Carry the MTV Australia text forward, starting right after its last sentence.

▸ EXCERPT:
"""
Currently MTV is carried by all English-language pay TV providers. It is available as a basic channel on Foxtel, Austar, TransTV, Neighbourhood Cable and Fetch. On Optus Television the channel is available in add-on tiers. It was formerly available on SelecTV until the closure of its English service in late 2010.

Other projects

MTV Australia Awards

In 2005 MTV Australia launched the first ever MTV Australia Video Music Awards (Now known as the MTV Australia Awards), based on the VMA awards format used in Europe and the US. It was held at Luna Park in Sydney. Following suit with the location, the AVMAs had a circus theme and was hosted by various members of the Osbourne family. The awards ceremony included many international and local guests. In 2010 it was announced that MTV Networks Australia will launch MTV Classic. As part of the launch MTV will have a music event that will replace the annual awards ceremony for 2010.

Optus ONE80PROJECT
In a joint venture with Sony Ericsson and Optus, MTV launched the Optus ONE80PROJECT which was a competition for young writers, directors and producers to create a three-minute pilot and script to be aired on TV, mobile phone and internet. The prize was an opportunity to work with the MTV production team to create full-length dramas to air on the MTV Network. The entries opened on 11 September 2006 and closed on 24 November 2006 and the voting then commenced on 1 December 2006 and closed on 26 January 2007. The voting consisted of Viewers Choice and Judges Choice. The winners were announced on 7 February 2007 with The Viewers Choice going to Ben Briand for Hammer Bay and the Judges Choice going to Karl Mather and Zenon Kohler for Takoyaki City. In 2007 the competition ran again with the winners announced on 28 January 2008 at the ONE80PROJECT festival screening at Harmony Park in Surry Hills. The Viewers Choice Award went to Kade Robinson for Generation When and the Judges Choice went to Sarah Daggar-Nickson and Scott Otto Anderson for their co-production Dream Life. The 2008 competition is currently underway with winners to be announced early 2009.
"""
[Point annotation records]
"""
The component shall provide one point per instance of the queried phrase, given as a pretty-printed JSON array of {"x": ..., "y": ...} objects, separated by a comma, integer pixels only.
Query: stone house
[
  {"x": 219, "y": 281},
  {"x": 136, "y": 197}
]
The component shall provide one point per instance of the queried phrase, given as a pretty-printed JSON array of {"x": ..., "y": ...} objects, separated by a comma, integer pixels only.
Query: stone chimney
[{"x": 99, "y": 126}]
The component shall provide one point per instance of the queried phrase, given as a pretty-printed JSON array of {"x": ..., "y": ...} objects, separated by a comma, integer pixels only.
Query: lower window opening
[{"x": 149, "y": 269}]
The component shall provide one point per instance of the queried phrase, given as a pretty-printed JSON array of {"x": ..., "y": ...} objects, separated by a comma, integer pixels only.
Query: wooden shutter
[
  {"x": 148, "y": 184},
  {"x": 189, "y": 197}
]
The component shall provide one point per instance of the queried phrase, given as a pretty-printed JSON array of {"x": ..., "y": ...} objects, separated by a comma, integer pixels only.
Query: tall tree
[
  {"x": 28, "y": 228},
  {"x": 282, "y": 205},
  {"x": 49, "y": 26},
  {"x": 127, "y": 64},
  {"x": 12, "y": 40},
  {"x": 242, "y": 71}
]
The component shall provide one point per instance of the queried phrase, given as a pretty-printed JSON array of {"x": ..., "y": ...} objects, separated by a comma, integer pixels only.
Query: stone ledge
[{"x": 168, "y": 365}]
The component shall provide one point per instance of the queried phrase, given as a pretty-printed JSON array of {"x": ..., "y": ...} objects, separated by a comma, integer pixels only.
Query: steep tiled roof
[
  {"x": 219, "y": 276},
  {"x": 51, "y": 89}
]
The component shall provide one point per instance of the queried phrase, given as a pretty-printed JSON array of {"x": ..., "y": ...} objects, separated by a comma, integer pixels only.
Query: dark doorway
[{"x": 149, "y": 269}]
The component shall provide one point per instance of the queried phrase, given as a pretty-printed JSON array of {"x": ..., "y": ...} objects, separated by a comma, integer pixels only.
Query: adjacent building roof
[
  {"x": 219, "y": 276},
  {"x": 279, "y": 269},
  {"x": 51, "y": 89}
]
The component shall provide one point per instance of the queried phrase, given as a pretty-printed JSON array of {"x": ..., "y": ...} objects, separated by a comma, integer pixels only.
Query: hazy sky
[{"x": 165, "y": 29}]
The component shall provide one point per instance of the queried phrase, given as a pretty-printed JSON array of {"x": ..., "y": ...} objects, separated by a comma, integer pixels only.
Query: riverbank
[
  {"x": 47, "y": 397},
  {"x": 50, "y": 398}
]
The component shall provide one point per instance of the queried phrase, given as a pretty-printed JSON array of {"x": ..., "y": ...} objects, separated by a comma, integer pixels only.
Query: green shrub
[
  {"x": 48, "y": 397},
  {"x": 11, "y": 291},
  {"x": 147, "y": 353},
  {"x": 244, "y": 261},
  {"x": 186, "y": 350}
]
"""
"""
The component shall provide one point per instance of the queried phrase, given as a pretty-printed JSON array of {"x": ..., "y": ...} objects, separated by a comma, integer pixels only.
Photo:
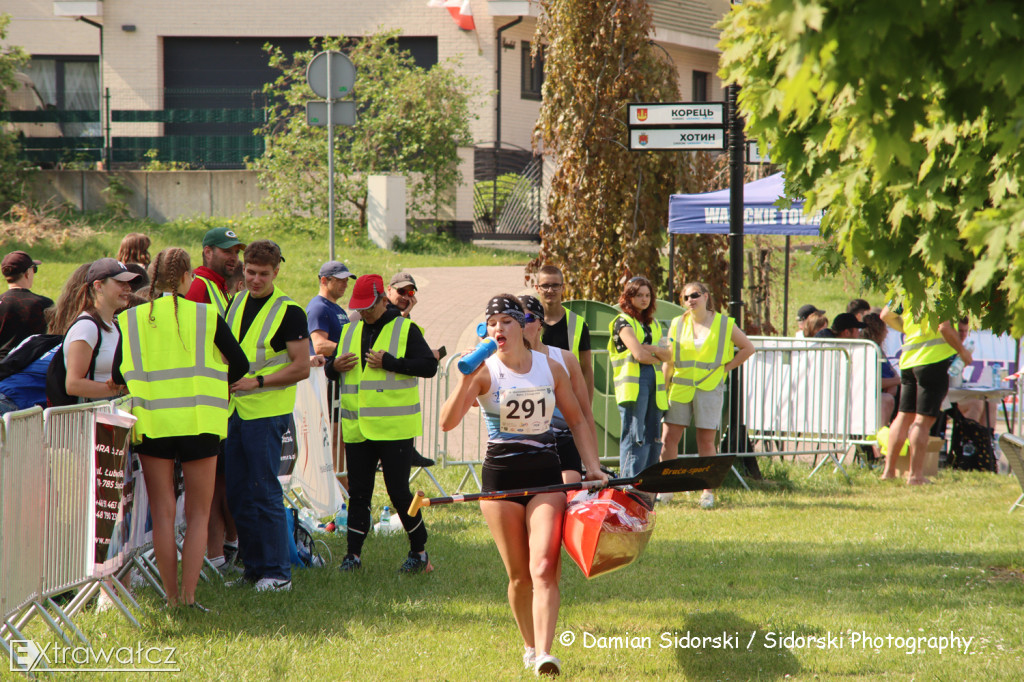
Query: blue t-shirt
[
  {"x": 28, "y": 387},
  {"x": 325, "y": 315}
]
"""
▸ THE OUTPUT:
Controversies

"Vote for Snoop" campaign
In 2007 rapper Snoop Dogg was to attend the MTV Australia Video Music Awards 2007 as a co-host on 29 April but a few days prior to the event it was announced that Immigration Minister Kevin Andrews would not grant him a Visa into the country because of past criminal convictions overseas. In response MTV Australia organised the "Vote for Snoop" campaign through MySpace which contained videos talking about how much he wants to become an Australian citizen in different situations.

Links with free-to-air television 
Occasionally Australian free to air television stations look at the success of shows on MTV before purchasing them for broadcast. In particular, Network Ten who purchased broadcast rights to The Osbournes from MTV Networks. Ten was required to wait until the show had aired on MTV Australia before broadcasting on their own channel. Later Ten purchased rights to Jackass, Pimp My Ride (but as of 2012, is being shown on 7mate) and Laguna Beach.

Public broadcaster ABC also purchased the rights to animation Daria, which formerly aired during its children's programming slot, edited for content. As of September 2016, Daria is airing on SBS Viceland.

As of 2009 programmes from MTV Networks are being screened on the Nine Network Channel GO!. The Hills is currently being broadcast on the channel.

In late 2011, Network Ten bought the rights to air Geordie Shore on its channel for free to air television. It started airing on its digital channel "Eleven" in 2012 and continues to air as of 2013.

As of December 2019, Network 10 is now a sister operation to MTV, following the 2019 merger of CBS and Viacom.

Website 
The MTV Australia website has had a turbulent past. It was originally hosted without a domain name by Village Roadshow. It gained a domain name in 1998 as mtv.com.au. The website was very basic and only included information about MTV Unplugged and the American VMAs. In 1999 the website seemed to have been abandoned completely. In 2000 the website simply redirected to the American MTV site before the domain expired and was locked by a holding company. With MTV's expansion in 2003 the site was revived but pointed towards the MTV Asia Awards. A proper MTV Australia website was launched in 2004 and has since gone through several redesigns. Mini sites for TRL Australia and the AVMAs were also set up.

The site was redesigned in 2007 and free broadband video channel MTV Overdrive launched on 19 April 2007 to coincide with the MTV Australia Video Music Awards 2007, which the Overdrive Channel is only available throughout the territory.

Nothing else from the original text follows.